— Exercise instructions —
Rewrite every row below with "shown in the photograph" in place of each occurrence of "visible in the image", leaving all other text unchanged. Omit the pictures from your answer.

Excerpts of bounding box data:
** Start **
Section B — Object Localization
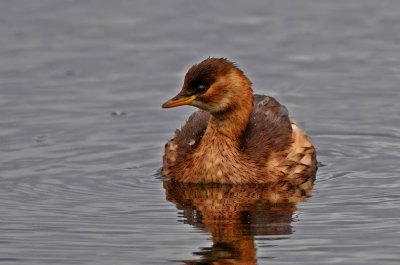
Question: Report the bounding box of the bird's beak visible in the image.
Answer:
[161,95,196,108]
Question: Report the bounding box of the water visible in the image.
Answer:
[0,0,400,264]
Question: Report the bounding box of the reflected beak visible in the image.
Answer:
[161,95,196,108]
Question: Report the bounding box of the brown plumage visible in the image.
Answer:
[163,58,316,186]
[164,180,312,265]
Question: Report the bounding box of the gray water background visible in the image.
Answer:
[0,0,400,264]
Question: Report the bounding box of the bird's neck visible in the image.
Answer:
[203,95,253,147]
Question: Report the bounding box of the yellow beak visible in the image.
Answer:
[161,95,196,108]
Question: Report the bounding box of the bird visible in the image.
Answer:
[162,57,317,186]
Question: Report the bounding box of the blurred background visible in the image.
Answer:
[0,0,400,264]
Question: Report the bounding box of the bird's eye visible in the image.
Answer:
[197,85,207,93]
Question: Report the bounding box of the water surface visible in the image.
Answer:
[0,0,400,264]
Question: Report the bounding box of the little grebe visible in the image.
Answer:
[162,58,317,186]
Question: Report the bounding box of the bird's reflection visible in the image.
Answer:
[164,180,313,265]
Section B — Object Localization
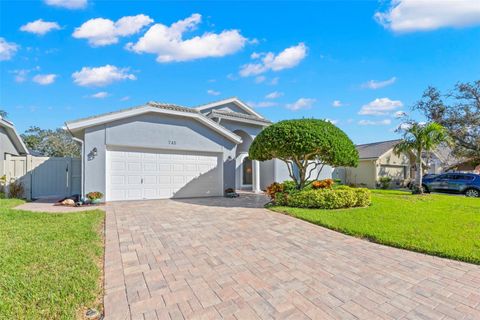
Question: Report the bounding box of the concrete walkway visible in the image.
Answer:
[105,195,480,320]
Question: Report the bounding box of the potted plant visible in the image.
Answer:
[87,191,103,204]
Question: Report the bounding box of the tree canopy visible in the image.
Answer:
[21,127,80,158]
[414,80,480,162]
[394,121,449,193]
[249,119,358,189]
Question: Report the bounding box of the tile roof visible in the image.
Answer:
[208,110,272,124]
[356,139,402,159]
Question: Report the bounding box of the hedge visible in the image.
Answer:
[275,186,371,209]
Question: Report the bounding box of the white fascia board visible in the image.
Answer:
[195,98,265,119]
[65,106,242,143]
[212,114,271,127]
[0,117,30,154]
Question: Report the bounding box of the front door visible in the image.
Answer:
[242,157,252,187]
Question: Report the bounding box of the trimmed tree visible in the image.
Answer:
[394,121,449,194]
[248,119,358,189]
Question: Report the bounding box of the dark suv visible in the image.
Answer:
[423,172,480,197]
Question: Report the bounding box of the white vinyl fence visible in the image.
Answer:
[5,155,81,199]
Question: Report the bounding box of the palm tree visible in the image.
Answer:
[394,121,449,194]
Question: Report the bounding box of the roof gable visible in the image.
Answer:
[0,117,29,154]
[65,102,242,143]
[356,139,402,160]
[195,97,266,120]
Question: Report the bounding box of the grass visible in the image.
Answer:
[270,190,480,264]
[0,199,104,319]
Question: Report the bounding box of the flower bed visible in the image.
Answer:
[268,182,371,209]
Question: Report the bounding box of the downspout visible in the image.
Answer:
[72,136,85,199]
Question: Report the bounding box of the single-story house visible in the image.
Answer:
[423,143,463,174]
[66,98,331,201]
[342,140,415,188]
[0,117,28,176]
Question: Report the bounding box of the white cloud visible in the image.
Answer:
[324,118,340,124]
[72,64,137,87]
[285,98,317,111]
[375,0,480,32]
[247,101,278,108]
[32,73,57,86]
[393,111,407,119]
[20,19,61,36]
[358,98,403,116]
[362,77,397,90]
[270,77,280,86]
[45,0,87,9]
[10,69,30,83]
[72,14,153,47]
[0,37,18,61]
[265,91,283,99]
[207,89,220,96]
[240,42,307,77]
[358,119,392,126]
[126,13,247,63]
[332,100,343,108]
[90,91,110,99]
[255,76,267,83]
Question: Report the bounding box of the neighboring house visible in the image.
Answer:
[423,143,462,174]
[66,98,331,201]
[445,160,480,174]
[340,140,415,188]
[0,117,29,176]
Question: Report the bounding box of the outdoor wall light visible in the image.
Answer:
[88,148,97,160]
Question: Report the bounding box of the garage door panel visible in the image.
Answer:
[107,150,222,201]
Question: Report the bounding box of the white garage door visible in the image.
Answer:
[106,150,223,201]
[379,165,406,180]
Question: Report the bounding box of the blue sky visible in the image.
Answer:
[0,0,480,143]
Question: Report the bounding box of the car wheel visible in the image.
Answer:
[465,189,480,198]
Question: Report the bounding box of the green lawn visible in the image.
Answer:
[271,190,480,264]
[0,200,104,319]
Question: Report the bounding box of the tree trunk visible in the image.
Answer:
[415,150,423,194]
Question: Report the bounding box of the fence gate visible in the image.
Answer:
[6,156,81,199]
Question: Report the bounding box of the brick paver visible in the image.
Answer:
[104,195,480,320]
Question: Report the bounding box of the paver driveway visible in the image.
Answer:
[105,195,480,320]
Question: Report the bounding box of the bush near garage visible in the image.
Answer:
[267,179,371,209]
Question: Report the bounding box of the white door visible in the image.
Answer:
[106,150,223,201]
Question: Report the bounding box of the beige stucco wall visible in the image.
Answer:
[345,150,411,188]
[345,160,376,188]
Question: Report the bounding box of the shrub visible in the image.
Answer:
[87,191,103,201]
[312,179,335,189]
[265,182,284,200]
[277,186,371,209]
[378,177,392,189]
[8,180,25,199]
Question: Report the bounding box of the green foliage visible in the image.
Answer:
** End **
— Final result —
Section B — Object Localization
Question: Report the bounding box of the bird's beak shown in the photograph.
Answer:
[161,95,196,108]
Question: Report the bounding box of the water shown in the photograph.
Answer:
[0,0,400,264]
Question: Report the bounding box of the reflected beak shown in the photograph.
Answer:
[161,95,196,108]
Question: Report the bounding box of the brown plumage shown in the photograph.
Answer:
[163,58,316,186]
[164,180,312,265]
Question: Report the bounding box of the gray water background shown in the photograph.
Answer:
[0,0,400,264]
Question: Report the bounding box of the bird's neck shown in the photograph.
Answer:
[203,95,253,147]
Question: Report the bounding box of the yellow beak shown in the photograph.
Answer:
[161,95,196,108]
Question: Report the bounding box of the bird shown in the photograph.
Answer:
[162,57,317,186]
Question: Report the bounding box of the blurred background shown in the photograph.
Answer:
[0,0,400,264]
Question: Report the bounding box of the bird's eye shown in the photograph.
Answer:
[197,85,207,93]
Question: Report the bounding box of the water surface shown in the photograph.
Answer:
[0,0,400,264]
Question: Report the bounding box of the little grebe shown in the photograph.
Answer:
[162,58,317,186]
Question: Report the bounding box of the bird's reflection shown in the photograph.
Answer:
[164,180,313,265]
Section B — Object Localization
Question: Report the bounding box of the concrete walkway shown in the photograph.
Answer:
[105,195,480,320]
Question: Report the bounding box of the potted plant shown in the photograph.
Answer:
[87,191,103,204]
Question: Report the bounding box of the tree canopy shown in the photograph.
Answer:
[21,127,80,158]
[414,80,480,162]
[394,121,449,193]
[249,119,358,189]
Question: Report the bounding box of the tile roof shown in the photograph.
Answer:
[208,110,272,124]
[356,139,402,159]
Question: Report the bounding box of the hedge shown in the photograph.
Answer:
[275,186,371,209]
Question: Report the bounding box of the white fascia board shown in the photograph.
Answer:
[195,98,265,119]
[65,106,242,143]
[212,114,271,127]
[0,117,30,154]
Question: Report the bounding box of the front door shown in the photograph.
Answer:
[242,157,252,187]
Question: Report the bounding box of the trimmed tree shown in the photograph.
Answer:
[394,121,449,194]
[248,119,358,189]
Question: Report the bounding box of the dark suv shown in the photograph.
Answer:
[423,172,480,197]
Question: Report the bounding box of the white vinyl fence shown in the photograph.
Answer:
[5,155,81,199]
Question: Report the bounding box of the palm tree shown in the photograph.
Answer:
[394,121,449,194]
Question: Report the bounding box of the roof gable shown in the photograph.
Answer:
[0,117,29,154]
[65,102,242,143]
[356,139,402,160]
[195,97,266,120]
Question: Report the bounding box of the grass shown in the photograph.
Answer:
[270,190,480,264]
[0,199,104,319]
Question: Report the bounding box of the flower bed shown in the photograph.
Answer:
[268,182,371,209]
Question: Report the bounding box of the downspout shown in the photograph.
Answer:
[72,136,85,199]
Question: Report the bounding box of the single-story house shown in the photograph.
Answer:
[423,143,463,174]
[66,98,331,201]
[342,140,415,188]
[0,117,28,176]
Question: Report the bounding box of the white cloud shown in the photograph.
Answer:
[324,118,340,124]
[72,64,137,87]
[285,98,317,111]
[375,0,480,32]
[247,101,278,108]
[32,73,57,86]
[393,111,407,119]
[20,19,61,36]
[358,98,403,116]
[362,77,397,90]
[270,77,280,86]
[45,0,87,9]
[10,69,30,83]
[72,14,153,47]
[0,37,18,61]
[265,91,283,99]
[207,89,220,96]
[240,42,307,77]
[358,119,392,126]
[126,13,247,63]
[332,100,343,108]
[90,91,110,99]
[255,76,267,83]
Question: Report the bounding box of the neighboring house shown in the photograph.
Answer:
[423,143,462,174]
[66,98,331,201]
[445,160,480,174]
[340,140,415,188]
[0,117,29,176]
Question: Report the bounding box of the outdoor wall light shown in the photograph.
Answer:
[88,148,97,160]
Question: Report the bounding box of the garage door panel shown in the photograph.
Answer:
[107,150,222,201]
Question: Report the bounding box of the white garage door shown in the photograph.
Answer:
[106,150,223,201]
[379,165,406,180]
Question: Report the bounding box of the blue sky shown in the photograph.
Answer:
[0,0,480,143]
Question: Report the bounding box of the car wheel shown in the photograph.
Answer:
[465,189,480,198]
Question: Report the bounding box of the green lawn shown in the photograph.
Answer:
[271,190,480,264]
[0,200,104,319]
Question: Report the bounding box of the tree trunk shown in the photograph.
Answer:
[415,150,423,194]
Question: Report the bounding box of the fence gate shown in the photograph.
Answer:
[6,156,81,199]
Question: Report the bounding box of the brick paver shown in the photograph.
Answer:
[104,195,480,320]
Question: Report the bounding box of the paver driveway shown in the photograph.
Answer:
[105,195,480,320]
Question: Report the bounding box of the bush near garage shown in the photograph.
Answer:
[267,179,371,209]
Question: Report the bounding box of the white door shown in the photograph.
Answer:
[106,150,223,201]
Question: Report the bounding box of the beige stucco wall shown in the photograph.
Answer:
[345,150,411,188]
[345,160,376,188]
Question: Report the bounding box of the shrub shown in the photograph.
Answer:
[87,191,103,201]
[312,179,335,189]
[265,182,284,200]
[277,186,371,209]
[378,177,392,189]
[8,180,25,199]
Question: Report the bounding box of the green foliage shown in the photograph.
Answer:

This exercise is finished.